Return every line of the rows below, from the line containing "For each instance of the mask" down to the line containing "pixel 185 170", both included, copied character for character and with nothing else.

[Point placement rows]
☆ ☆ ☆ ☆ ☆ ☆ ☆

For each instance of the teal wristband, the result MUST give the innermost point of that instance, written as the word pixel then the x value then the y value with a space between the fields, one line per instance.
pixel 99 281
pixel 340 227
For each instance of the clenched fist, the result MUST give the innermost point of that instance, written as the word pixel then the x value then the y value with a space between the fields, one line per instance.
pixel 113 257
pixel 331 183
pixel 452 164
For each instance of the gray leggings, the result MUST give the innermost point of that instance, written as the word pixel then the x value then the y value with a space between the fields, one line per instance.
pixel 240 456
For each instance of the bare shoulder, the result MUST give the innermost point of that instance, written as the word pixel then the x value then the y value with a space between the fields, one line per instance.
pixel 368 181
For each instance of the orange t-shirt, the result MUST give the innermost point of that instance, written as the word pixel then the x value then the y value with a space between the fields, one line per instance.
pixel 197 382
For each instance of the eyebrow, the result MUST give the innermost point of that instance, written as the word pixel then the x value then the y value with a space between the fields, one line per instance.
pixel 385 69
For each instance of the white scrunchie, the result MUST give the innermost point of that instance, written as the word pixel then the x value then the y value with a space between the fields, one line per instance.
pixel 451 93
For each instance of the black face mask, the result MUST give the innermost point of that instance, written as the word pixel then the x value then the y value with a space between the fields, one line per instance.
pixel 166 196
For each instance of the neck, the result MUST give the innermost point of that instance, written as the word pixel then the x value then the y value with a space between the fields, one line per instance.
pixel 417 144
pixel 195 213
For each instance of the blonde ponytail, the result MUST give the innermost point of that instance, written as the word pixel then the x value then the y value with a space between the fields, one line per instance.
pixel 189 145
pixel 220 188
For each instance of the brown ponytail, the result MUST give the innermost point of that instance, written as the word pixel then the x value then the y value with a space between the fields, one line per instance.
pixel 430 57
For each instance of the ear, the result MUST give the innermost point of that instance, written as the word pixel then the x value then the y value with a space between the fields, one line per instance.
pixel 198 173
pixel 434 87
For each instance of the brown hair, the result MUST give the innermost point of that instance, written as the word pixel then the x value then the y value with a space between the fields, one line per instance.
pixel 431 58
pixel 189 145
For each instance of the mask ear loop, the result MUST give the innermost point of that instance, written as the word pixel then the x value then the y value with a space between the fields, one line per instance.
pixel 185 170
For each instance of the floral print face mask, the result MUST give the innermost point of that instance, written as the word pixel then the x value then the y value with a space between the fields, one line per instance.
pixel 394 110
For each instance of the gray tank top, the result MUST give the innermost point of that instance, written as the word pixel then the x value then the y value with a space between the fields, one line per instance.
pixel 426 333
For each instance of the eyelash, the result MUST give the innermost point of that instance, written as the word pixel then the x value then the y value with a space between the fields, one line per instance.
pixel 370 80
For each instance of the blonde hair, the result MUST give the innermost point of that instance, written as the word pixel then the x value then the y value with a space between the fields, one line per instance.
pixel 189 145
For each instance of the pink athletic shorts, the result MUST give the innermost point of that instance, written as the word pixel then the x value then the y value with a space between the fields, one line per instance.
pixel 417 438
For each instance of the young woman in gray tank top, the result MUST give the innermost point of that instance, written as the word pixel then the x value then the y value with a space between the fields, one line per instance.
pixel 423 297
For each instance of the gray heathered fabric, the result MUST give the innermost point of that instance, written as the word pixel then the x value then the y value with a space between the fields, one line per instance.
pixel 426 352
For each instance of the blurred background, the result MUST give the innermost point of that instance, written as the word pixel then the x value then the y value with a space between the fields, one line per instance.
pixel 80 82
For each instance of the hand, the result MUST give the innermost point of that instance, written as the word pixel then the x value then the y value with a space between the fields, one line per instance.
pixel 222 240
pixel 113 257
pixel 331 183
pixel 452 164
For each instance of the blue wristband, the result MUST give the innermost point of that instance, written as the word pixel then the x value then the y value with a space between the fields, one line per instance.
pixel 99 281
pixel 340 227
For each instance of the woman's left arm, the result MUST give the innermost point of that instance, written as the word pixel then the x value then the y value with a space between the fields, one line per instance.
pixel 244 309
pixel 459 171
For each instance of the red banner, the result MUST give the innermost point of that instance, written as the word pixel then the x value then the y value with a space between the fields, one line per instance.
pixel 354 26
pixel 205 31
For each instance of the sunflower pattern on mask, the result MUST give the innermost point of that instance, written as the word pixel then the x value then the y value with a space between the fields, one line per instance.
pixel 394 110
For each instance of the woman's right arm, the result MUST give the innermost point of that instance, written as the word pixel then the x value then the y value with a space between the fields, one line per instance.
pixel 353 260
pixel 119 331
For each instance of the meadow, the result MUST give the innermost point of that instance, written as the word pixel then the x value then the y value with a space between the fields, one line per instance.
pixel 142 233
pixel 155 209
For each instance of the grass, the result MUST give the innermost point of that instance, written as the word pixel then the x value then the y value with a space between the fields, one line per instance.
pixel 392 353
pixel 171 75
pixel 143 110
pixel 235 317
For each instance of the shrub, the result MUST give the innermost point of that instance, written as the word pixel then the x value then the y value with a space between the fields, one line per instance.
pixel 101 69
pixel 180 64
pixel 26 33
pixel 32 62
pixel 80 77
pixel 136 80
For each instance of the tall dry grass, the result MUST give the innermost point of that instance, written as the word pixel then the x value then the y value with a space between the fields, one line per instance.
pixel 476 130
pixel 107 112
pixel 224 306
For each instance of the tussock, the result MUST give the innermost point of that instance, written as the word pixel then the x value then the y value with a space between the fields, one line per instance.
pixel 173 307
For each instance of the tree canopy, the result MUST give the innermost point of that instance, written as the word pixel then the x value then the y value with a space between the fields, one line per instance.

☆ ☆ ☆ ☆ ☆ ☆ ☆

WRITTEN RESPONSE:
For each instance of the mask ear loop, the result MUST give the innermost point of that instance, written as the word pixel then the x value then the y value with a space between the fields, one line per instance.
pixel 185 170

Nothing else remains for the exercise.